Archive for the ‘Press’ Category

You’ve Got to Be Kidding Me! Now?

Sunday, August 31st, 2008

Sam Donaldson appreciates the joys of a production truck and electrical backup.

If you’ve been paying attention you may have noticed a slight change in tone in my posts from a live blogging present tense to the past tense. That because right about at this moment in the program - BANG - no power in almost all of my battery-driven gear, which was nearly everything.

Despite an meticulously planned event, the logistics people neglected to do one important thing - provide outlets to writers on the field, or do a row of press seats directly off the field in the seats with power lines attached. The television camera you saw all around were drawing power pulled from inside the arena and were connected to satellite trucks outside. Everybody else? Completely at the mercy of the limitations of battery life in our various technological gadgetry. For me, the flat out worst thing could have happened, my Mac laptop went dead with a full charge after maybe 45 minutes tops. This from a computer that brags about 3 hours of battery life.

What you are asked to do ::
Reproduce the passage of the post that starts with "Archive for the" and goes on through "and electrical backup.", word for word. Work only from the post above.

Supplied material ::

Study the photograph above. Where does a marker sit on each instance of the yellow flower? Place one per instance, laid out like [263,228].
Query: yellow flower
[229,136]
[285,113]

Result of the exercise ::
Archive for the ‘Press’ Category

You’ve Got to Be Kidding Me! Now?

Sunday, August 31st, 2008

Sam Donaldson appreciates the joys of a production truck and electrical backup.